Aufgaben:
1. Überarbeite in der Rede über Britta Hansens Keramik den Teil, der mit den Worten „Britta Hansen fertigt“ beginnt und mit „korbförmig geflochtenen Figurengehäusen.“ schließt. Ersetze darin „Figurengruppen“ durch „Figurenensembles“.
2. Setze die Eröffnungsrede zu Britta Hansens Ausstellung nach ihrem letzten Satz fort.

------ Textauszug

Menschsein ... zwischen Himmel und Hölle

von Jens Martin Neumann
Eröffnungsrede zur Ausstellung der Landesschaukunstpreisträgerin 2017 Britta Hansen
27.08.2018

 


 

Ich freue mich aufrichtig, dass ich heute in diese festliche Ausstellung der Landesschaukunstpreisträgerin 2017 Britta Hansen einführen darf. Damit geht der Kunstpreis einmal mehr an eine Vertreterin dieser bedeutenden Generation großer Künstlerinnen, die uns Betrachtern die Kunst neu gelehrt hat. Die Malerin, Zeichnerin und Bildhauerin, die ihr Werk so stringent über mehr als drei Jahrzehnte beständig auf höchstem Niveau entfaltet hat, hebt heute neuerlich den Vorhang und gibt den Blick frei auf die Bühnen ihrer keramischen Schau-Spiele. Britta Hansens Kunst entfaltet sich wie ein gutes Libretto in einer Vielheit der Gestalt und einer Vielzahl von Anspielungen, treibt ihr fröhliches Spiel mit klassischer Mythologie, Zitaten der Kunstgeschichte und alltäglicher Popkultur. Die triumphale Heiterkeit, die sinnliche Fülle und einprägsame Schönheit ihrer Werke lässt uns dabei den thematischen Ernst, das intellektuelle Konzept und die manuelle Handwerklichkeit leicht vergessen.

 


 

Britta Hansen fertigt seit vielen Jahren keramische Objekte und Bildplatten: Sie zeichnet, ritzt, prägt, malt, glasiert, schnitzt auf und in den tönernen Bildträger und modelliert aus dem weichen Grundstoff frei plastische Figurengruppen. Das Spektrum reicht von weit aufgespannten Keramikkreisen über rund bauchige Gewölbewannen bis hin zu bouquetartig gebundenen Kleinplastiken und korbförmig geflochtenen Figurengehäusen.

------------
------ Vorliegende Einträge

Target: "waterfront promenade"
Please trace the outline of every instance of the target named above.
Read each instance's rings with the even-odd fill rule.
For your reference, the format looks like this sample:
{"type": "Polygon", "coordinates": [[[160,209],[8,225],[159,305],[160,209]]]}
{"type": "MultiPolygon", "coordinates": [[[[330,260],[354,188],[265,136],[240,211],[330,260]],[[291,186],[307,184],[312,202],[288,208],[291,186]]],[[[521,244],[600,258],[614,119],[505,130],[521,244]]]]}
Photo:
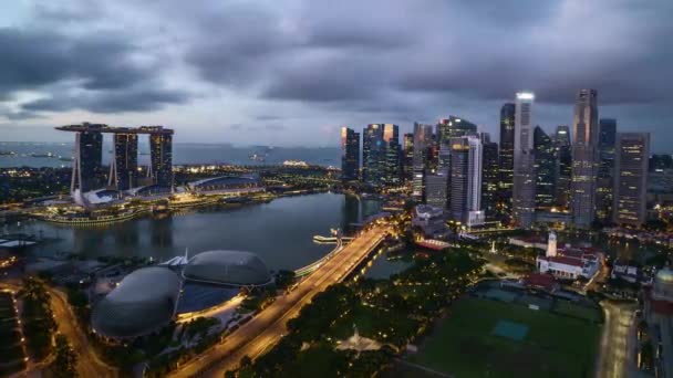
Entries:
{"type": "Polygon", "coordinates": [[[301,281],[291,293],[280,296],[250,322],[227,335],[222,343],[183,365],[172,377],[221,377],[238,367],[244,356],[252,359],[262,355],[287,333],[287,322],[328,286],[341,282],[384,240],[390,232],[385,225],[363,231],[341,252],[320,265],[301,281]]]}

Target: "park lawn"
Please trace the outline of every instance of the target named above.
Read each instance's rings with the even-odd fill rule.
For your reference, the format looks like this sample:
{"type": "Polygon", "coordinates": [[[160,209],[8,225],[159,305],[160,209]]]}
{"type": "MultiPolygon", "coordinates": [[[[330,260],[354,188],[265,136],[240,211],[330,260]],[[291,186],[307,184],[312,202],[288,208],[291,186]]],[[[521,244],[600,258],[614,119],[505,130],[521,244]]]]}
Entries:
{"type": "Polygon", "coordinates": [[[580,304],[576,304],[569,301],[557,301],[556,304],[553,305],[553,312],[562,314],[562,315],[568,315],[568,316],[574,316],[574,317],[579,317],[582,319],[587,319],[590,322],[600,322],[601,319],[601,314],[600,314],[600,309],[597,307],[589,307],[589,306],[582,306],[580,304]]]}
{"type": "Polygon", "coordinates": [[[593,376],[600,327],[526,306],[466,297],[410,360],[462,377],[593,376]],[[528,326],[521,342],[491,334],[499,321],[528,326]]]}

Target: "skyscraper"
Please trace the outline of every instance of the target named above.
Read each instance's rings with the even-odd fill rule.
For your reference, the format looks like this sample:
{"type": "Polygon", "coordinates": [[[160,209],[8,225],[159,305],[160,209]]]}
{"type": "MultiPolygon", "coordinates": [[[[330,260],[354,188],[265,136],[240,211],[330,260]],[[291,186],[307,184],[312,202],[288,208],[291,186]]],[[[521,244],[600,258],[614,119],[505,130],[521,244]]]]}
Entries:
{"type": "Polygon", "coordinates": [[[341,179],[358,180],[360,170],[360,133],[341,127],[341,179]]]}
{"type": "Polygon", "coordinates": [[[596,218],[601,222],[612,221],[615,135],[617,119],[601,118],[599,120],[599,165],[596,181],[596,218]]]}
{"type": "Polygon", "coordinates": [[[570,149],[570,128],[568,126],[557,126],[553,148],[557,160],[555,206],[566,211],[570,206],[570,180],[572,178],[572,151],[570,149]]]}
{"type": "Polygon", "coordinates": [[[596,211],[598,169],[598,104],[596,90],[580,90],[572,122],[570,211],[576,227],[588,228],[596,211]]]}
{"type": "Polygon", "coordinates": [[[638,227],[645,222],[649,156],[649,133],[617,135],[614,223],[638,227]]]}
{"type": "Polygon", "coordinates": [[[424,199],[425,175],[427,168],[428,148],[433,143],[433,127],[414,123],[414,178],[412,182],[412,196],[424,199]]]}
{"type": "Polygon", "coordinates": [[[173,190],[173,130],[167,133],[162,126],[144,126],[155,133],[149,134],[149,159],[155,185],[173,190]]]}
{"type": "Polygon", "coordinates": [[[75,134],[75,153],[70,191],[83,193],[100,189],[103,178],[103,134],[106,125],[84,123],[85,130],[75,134]]]}
{"type": "Polygon", "coordinates": [[[383,125],[385,162],[383,183],[398,186],[402,177],[402,155],[400,148],[400,127],[393,124],[383,125]]]}
{"type": "Polygon", "coordinates": [[[468,227],[482,224],[482,140],[476,136],[465,136],[453,138],[449,143],[449,216],[468,227]]]}
{"type": "Polygon", "coordinates": [[[412,182],[414,179],[414,134],[404,134],[402,143],[402,176],[404,182],[412,182]]]}
{"type": "Polygon", "coordinates": [[[507,103],[500,108],[500,151],[498,208],[500,219],[509,219],[511,212],[511,189],[514,187],[514,127],[516,105],[507,103]]]}
{"type": "Polygon", "coordinates": [[[380,186],[383,180],[384,156],[383,126],[366,125],[362,132],[362,181],[371,186],[380,186]]]}
{"type": "Polygon", "coordinates": [[[466,135],[476,135],[477,125],[456,116],[439,119],[437,124],[437,138],[439,144],[448,145],[452,138],[466,135]]]}
{"type": "Polygon", "coordinates": [[[551,138],[540,126],[534,130],[535,144],[535,207],[536,210],[549,211],[555,204],[555,174],[557,161],[551,138]]]}
{"type": "Polygon", "coordinates": [[[128,190],[137,186],[138,135],[114,134],[114,156],[110,165],[110,186],[128,190]]]}
{"type": "Polygon", "coordinates": [[[528,228],[535,217],[535,148],[531,92],[517,93],[514,139],[512,216],[517,225],[528,228]]]}
{"type": "Polygon", "coordinates": [[[496,219],[498,203],[499,161],[498,144],[490,141],[488,133],[482,133],[482,209],[487,220],[496,219]]]}

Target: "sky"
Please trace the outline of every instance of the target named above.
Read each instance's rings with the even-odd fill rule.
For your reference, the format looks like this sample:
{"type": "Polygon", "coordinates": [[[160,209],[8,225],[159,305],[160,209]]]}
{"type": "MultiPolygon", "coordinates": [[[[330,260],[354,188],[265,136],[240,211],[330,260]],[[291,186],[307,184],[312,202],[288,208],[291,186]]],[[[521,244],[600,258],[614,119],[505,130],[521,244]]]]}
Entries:
{"type": "Polygon", "coordinates": [[[673,153],[671,15],[670,0],[4,1],[0,140],[89,120],[318,147],[342,125],[448,115],[497,138],[516,92],[552,130],[591,87],[618,130],[673,153]]]}

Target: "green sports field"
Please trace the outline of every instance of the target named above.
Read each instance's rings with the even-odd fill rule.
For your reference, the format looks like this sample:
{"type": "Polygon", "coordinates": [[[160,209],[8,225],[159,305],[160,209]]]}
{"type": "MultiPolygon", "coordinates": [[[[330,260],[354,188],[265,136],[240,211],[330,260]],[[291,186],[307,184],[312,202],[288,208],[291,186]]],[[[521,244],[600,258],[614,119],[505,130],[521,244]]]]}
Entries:
{"type": "Polygon", "coordinates": [[[457,378],[592,377],[599,338],[591,322],[466,297],[408,359],[457,378]],[[503,326],[522,338],[497,336],[503,326]]]}

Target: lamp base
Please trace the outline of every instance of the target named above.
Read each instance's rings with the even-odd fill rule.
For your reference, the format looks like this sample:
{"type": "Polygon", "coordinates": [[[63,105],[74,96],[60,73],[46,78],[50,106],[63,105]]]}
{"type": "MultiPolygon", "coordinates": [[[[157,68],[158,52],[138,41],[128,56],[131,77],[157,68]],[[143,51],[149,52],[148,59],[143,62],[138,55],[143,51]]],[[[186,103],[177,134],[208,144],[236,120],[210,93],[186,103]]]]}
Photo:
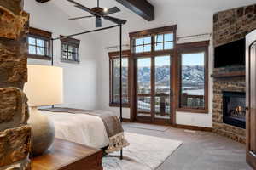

------------

Antworten:
1.
Britta Hansen fertigt seit vielen Jahren keramische Objekte und Bildplatten: Sie zeichnet, ritzt, prägt, malt, glasiert, schnitzt auf und in den tönernen Bildträger und modelliert aus dem weichen Grundstoff frei plastische Figurenensembles. Das Spektrum reicht von weit aufgespannten Keramikkreisen über rund bauchige Gewölbewannen bis hin zu bouquetartig gebundenen Kleinplastiken und korbförmig geflochtenen Figurengehäusen.

2.
Britta Hansen ist die größte Erzählerin in der heimischen Kunstszene, alle ihre Werke durchweht ein Hauch von Rubens und Shakespeare. Während wir in der aktuellen Kunst meist nur einzelne anekdotische Momente oder wabernde Slogans finden, herrscht hier eine buchstäblich fabelhafte, eigenwillige Rhetorik, basierend auf einer präzisen ästhetischen Grammatik. Britta Hansen erzählt, indem sie sehr persönliche, stellenweise intime Gedanken zur Anschauung bringt, auf eine balancierte, weil in der theaterhaften Inszenierung objektivierten Weise, die ihre Betrachter vollkommen überzeugt, oftmals überwältigt. Malerisch, zeichnerisch, bildhauerisch sind Britta Hansens keramische Arbeiten echte Meisterwerke, fast barock, bisweilen orientalisch in der Üppigkeit von Gold und Farben, und doch wieder erdverbunden im Urstoff des Tons. Mit den farbig glasierten, Gold gehöhten, aber auch rüde sandgestrahlten Keramiken ist die reich gezierte Bühne für den Auftritt ihrer Protagonisten bereitet, wird im assoziativen Verweis auf glänzende Schmuckbroschen, holländische Fayencen und bemaltes Rokoko-Porzellan der festliche Grundton ihrer Erzählung an-geschlagen, in den artifiziellen Handlungsräumen aus prächtig glänzender Ornamentik und paradiesisch üppiger Vegetation diese unverwechselbare, märchenhafte Stimmung erzeugt.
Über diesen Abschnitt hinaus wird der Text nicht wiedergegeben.